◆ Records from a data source
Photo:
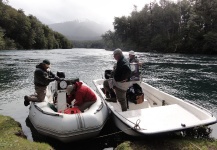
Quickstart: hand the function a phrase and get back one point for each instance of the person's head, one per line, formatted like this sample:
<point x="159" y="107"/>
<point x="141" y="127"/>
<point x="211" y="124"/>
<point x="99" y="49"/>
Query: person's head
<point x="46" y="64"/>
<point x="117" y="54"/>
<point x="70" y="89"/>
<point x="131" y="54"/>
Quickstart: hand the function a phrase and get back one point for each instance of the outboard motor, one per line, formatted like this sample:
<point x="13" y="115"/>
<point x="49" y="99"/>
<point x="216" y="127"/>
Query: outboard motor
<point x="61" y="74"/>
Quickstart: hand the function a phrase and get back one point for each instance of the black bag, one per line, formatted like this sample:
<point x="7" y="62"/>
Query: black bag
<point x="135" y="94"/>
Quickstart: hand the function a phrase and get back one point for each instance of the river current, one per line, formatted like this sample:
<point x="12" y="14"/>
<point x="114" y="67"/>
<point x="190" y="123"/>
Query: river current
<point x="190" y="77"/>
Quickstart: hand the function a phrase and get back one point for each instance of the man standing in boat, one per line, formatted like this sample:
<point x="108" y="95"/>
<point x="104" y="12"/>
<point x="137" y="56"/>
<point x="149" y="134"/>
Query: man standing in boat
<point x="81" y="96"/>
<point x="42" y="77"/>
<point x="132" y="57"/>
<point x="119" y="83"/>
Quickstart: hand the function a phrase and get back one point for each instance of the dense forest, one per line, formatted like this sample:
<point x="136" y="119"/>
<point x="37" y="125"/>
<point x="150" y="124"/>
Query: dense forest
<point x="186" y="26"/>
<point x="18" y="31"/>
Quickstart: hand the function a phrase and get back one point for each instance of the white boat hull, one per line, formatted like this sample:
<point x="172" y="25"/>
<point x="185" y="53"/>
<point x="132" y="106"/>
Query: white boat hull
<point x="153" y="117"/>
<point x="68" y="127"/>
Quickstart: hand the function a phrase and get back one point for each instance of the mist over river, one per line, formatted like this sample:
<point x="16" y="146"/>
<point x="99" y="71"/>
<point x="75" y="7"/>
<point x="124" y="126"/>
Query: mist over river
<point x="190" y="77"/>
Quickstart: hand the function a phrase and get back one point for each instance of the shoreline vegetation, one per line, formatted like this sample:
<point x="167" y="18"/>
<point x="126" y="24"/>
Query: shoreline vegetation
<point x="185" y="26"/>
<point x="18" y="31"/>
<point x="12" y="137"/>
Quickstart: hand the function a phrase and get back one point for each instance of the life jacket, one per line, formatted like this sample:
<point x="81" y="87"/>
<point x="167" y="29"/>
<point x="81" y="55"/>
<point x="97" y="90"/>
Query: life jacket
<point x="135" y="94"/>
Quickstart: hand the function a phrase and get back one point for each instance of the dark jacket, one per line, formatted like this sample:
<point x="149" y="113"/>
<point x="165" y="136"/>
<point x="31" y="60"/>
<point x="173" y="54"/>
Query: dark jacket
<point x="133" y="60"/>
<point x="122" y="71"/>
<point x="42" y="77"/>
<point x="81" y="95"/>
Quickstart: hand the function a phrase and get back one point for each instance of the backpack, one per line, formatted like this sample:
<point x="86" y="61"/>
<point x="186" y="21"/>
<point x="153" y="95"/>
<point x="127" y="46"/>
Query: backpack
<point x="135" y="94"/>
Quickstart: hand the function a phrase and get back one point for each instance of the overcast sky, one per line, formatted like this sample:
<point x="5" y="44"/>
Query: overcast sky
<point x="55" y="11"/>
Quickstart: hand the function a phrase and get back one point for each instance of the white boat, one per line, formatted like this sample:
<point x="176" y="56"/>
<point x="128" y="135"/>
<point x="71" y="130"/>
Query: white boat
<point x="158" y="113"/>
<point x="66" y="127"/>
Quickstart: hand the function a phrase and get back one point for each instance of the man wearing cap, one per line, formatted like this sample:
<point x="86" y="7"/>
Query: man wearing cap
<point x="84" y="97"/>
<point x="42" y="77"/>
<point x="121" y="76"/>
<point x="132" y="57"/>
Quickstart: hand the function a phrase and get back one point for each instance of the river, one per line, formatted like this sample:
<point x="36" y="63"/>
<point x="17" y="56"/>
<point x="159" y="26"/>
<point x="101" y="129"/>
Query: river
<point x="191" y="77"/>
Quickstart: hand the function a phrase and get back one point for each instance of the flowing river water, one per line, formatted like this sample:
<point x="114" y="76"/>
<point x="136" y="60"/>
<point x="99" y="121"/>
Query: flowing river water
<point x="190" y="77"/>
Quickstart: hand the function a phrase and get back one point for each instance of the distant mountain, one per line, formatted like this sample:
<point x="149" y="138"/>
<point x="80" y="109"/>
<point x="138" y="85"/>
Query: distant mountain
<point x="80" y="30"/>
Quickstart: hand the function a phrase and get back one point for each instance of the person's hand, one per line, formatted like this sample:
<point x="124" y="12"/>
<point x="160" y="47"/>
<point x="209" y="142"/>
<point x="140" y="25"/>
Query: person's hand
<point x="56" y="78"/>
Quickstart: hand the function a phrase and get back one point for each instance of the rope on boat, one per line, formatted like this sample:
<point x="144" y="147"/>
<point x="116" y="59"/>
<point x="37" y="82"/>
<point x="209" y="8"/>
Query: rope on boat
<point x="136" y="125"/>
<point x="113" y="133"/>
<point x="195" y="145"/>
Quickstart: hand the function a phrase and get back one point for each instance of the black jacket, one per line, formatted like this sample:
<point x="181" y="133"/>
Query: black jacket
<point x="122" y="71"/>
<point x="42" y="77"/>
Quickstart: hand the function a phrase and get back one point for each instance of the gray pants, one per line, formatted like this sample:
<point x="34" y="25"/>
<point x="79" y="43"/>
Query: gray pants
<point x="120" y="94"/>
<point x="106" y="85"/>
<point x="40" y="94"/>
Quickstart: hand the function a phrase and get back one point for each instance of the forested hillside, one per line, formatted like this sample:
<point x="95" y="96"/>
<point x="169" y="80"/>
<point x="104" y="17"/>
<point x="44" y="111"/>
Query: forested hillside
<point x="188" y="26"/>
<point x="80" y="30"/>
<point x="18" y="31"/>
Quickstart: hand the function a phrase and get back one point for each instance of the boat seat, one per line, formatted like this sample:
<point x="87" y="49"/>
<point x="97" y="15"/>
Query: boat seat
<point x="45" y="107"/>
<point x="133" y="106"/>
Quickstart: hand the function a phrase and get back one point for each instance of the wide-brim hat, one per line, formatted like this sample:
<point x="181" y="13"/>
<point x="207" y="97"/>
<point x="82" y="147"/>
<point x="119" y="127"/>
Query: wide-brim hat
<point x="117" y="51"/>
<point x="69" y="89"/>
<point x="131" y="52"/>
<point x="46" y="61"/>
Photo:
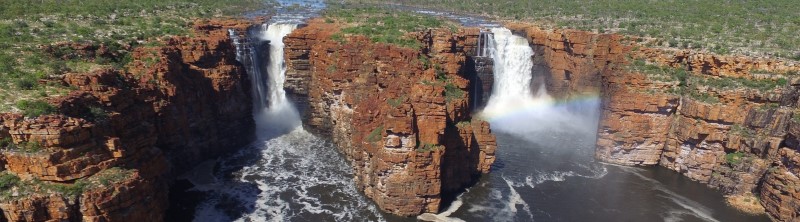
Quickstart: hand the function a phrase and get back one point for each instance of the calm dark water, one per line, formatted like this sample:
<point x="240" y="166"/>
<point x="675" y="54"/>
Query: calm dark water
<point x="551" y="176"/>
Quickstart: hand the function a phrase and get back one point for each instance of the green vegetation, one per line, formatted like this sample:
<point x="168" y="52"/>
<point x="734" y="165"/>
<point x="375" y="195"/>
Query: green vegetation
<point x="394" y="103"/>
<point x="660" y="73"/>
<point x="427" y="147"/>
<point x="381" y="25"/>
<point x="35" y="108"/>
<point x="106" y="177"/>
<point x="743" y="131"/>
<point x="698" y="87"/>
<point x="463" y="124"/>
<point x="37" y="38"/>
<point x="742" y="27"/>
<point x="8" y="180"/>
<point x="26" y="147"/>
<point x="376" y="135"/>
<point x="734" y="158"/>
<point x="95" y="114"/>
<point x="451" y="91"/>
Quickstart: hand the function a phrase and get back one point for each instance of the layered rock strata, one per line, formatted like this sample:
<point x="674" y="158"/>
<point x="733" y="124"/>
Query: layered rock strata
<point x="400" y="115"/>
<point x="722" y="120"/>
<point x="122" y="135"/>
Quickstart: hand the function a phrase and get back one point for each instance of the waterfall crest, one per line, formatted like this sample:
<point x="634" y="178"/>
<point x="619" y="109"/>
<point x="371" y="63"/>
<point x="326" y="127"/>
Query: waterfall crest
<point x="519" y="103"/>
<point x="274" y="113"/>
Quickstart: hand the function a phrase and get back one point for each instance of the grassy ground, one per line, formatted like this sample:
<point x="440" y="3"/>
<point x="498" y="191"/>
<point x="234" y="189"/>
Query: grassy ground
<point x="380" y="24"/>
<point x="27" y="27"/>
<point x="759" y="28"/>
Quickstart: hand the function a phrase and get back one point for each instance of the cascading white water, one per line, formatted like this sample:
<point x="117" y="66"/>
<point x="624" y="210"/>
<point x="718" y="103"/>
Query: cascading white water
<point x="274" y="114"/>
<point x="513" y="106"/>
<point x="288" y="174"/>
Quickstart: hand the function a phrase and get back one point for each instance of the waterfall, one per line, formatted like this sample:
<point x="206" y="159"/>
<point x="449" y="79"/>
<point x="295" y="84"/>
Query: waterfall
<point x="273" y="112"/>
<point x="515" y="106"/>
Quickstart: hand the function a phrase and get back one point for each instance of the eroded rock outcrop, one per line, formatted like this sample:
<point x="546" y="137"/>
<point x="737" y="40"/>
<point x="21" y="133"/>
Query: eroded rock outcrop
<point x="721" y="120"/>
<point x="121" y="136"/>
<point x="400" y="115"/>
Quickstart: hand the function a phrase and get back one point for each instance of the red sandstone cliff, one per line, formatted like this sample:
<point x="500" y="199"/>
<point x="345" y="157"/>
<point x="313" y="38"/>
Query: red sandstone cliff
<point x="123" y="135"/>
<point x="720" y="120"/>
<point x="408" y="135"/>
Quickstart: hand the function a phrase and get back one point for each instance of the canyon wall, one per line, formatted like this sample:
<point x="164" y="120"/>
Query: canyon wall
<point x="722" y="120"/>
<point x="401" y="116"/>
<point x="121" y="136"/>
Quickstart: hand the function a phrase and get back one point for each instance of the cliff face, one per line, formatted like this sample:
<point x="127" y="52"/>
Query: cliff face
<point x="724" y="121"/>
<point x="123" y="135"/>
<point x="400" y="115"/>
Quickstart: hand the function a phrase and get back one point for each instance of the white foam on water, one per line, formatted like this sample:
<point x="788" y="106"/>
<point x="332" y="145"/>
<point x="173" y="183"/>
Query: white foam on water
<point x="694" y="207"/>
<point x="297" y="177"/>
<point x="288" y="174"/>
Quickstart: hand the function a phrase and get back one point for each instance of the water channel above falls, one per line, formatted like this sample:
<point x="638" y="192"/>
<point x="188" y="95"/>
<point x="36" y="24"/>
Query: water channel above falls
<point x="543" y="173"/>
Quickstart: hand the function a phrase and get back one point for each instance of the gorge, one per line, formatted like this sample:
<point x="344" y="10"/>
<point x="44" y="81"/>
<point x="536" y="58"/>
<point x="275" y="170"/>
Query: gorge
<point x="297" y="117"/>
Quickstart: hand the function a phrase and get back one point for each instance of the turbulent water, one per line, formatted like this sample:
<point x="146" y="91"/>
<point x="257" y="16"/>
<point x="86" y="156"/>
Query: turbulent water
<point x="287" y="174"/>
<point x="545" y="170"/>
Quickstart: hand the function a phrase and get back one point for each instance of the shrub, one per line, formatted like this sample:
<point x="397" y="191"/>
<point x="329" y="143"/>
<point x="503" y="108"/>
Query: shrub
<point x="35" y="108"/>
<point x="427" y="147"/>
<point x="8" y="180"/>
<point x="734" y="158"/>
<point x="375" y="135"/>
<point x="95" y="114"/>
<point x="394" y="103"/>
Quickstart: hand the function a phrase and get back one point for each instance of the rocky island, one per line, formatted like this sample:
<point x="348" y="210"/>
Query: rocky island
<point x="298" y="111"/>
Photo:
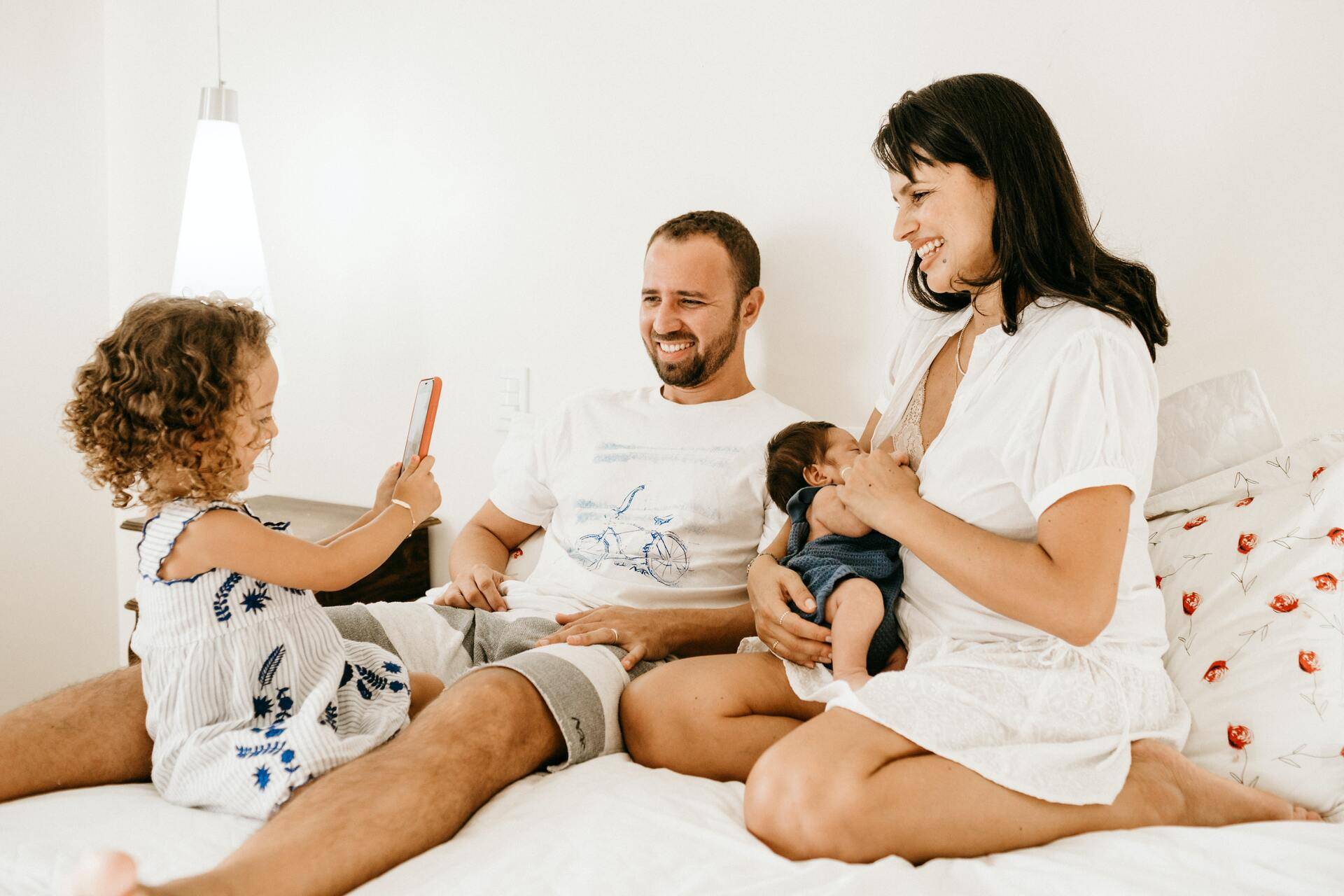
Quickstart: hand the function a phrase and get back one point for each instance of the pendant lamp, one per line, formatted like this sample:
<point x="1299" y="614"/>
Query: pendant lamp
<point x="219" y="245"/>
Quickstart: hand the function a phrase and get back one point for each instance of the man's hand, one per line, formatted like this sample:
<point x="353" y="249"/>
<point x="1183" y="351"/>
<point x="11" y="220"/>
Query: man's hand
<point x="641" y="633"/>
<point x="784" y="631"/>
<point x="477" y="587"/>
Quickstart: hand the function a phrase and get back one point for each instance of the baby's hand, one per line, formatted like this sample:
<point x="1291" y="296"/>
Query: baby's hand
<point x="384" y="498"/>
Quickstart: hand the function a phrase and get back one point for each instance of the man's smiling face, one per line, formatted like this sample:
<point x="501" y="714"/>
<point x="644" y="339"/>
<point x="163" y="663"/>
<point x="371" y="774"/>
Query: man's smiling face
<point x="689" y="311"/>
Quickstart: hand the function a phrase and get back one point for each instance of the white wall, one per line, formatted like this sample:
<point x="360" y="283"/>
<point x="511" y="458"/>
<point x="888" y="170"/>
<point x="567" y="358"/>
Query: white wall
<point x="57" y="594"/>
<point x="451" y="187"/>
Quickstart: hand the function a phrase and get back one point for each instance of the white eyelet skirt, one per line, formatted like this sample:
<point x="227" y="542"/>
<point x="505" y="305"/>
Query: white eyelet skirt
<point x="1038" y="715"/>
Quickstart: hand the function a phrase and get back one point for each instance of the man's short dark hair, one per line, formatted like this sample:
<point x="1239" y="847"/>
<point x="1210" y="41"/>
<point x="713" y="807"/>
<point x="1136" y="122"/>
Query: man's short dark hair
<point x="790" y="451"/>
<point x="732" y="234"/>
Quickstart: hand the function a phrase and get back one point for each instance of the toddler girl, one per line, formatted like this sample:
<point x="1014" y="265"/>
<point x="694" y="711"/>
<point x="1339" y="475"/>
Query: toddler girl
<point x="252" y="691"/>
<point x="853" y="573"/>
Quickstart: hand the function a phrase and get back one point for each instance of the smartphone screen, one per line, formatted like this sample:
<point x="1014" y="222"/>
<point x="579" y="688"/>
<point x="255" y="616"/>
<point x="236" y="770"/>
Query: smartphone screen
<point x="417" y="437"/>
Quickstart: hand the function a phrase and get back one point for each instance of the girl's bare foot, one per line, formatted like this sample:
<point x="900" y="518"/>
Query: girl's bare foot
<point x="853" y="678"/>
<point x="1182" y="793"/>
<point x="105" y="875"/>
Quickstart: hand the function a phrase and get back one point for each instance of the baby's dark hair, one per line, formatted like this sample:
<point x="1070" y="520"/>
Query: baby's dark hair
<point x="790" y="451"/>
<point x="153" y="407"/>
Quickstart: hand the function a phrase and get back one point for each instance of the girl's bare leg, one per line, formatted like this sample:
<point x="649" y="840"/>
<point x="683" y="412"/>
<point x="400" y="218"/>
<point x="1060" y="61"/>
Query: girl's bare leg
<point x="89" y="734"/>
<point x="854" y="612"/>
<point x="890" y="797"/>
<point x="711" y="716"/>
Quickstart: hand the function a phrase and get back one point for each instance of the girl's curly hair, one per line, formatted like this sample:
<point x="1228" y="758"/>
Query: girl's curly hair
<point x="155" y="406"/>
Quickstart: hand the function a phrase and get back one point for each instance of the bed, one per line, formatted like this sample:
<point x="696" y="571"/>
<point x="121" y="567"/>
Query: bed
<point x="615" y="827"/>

◆ What this task involves
The line containing "bare leg, one" begins the span, and the last line of the records above ends it. Return that span exactly, and nothing outside it.

◆ Result of this exercise
Quickstart: hand the function a phrase and get back one point for each instance of the girl's bare leg, one per line, formatted like this sample:
<point x="649" y="840"/>
<point x="683" y="412"/>
<point x="400" y="218"/>
<point x="1060" y="61"/>
Query: girl's bare leg
<point x="89" y="734"/>
<point x="854" y="612"/>
<point x="890" y="797"/>
<point x="711" y="716"/>
Quickstart: hand the function a phrase and get back one point for each instance of the girl's curly hair, one per line, formatted like this sample:
<point x="1228" y="758"/>
Query: girl's curly hair
<point x="155" y="406"/>
Quickstart: hand the function a phrase and get back one point for each instance of the bed, one per line, formatted like this sample:
<point x="696" y="571"/>
<point x="121" y="567"/>
Query: bed
<point x="615" y="827"/>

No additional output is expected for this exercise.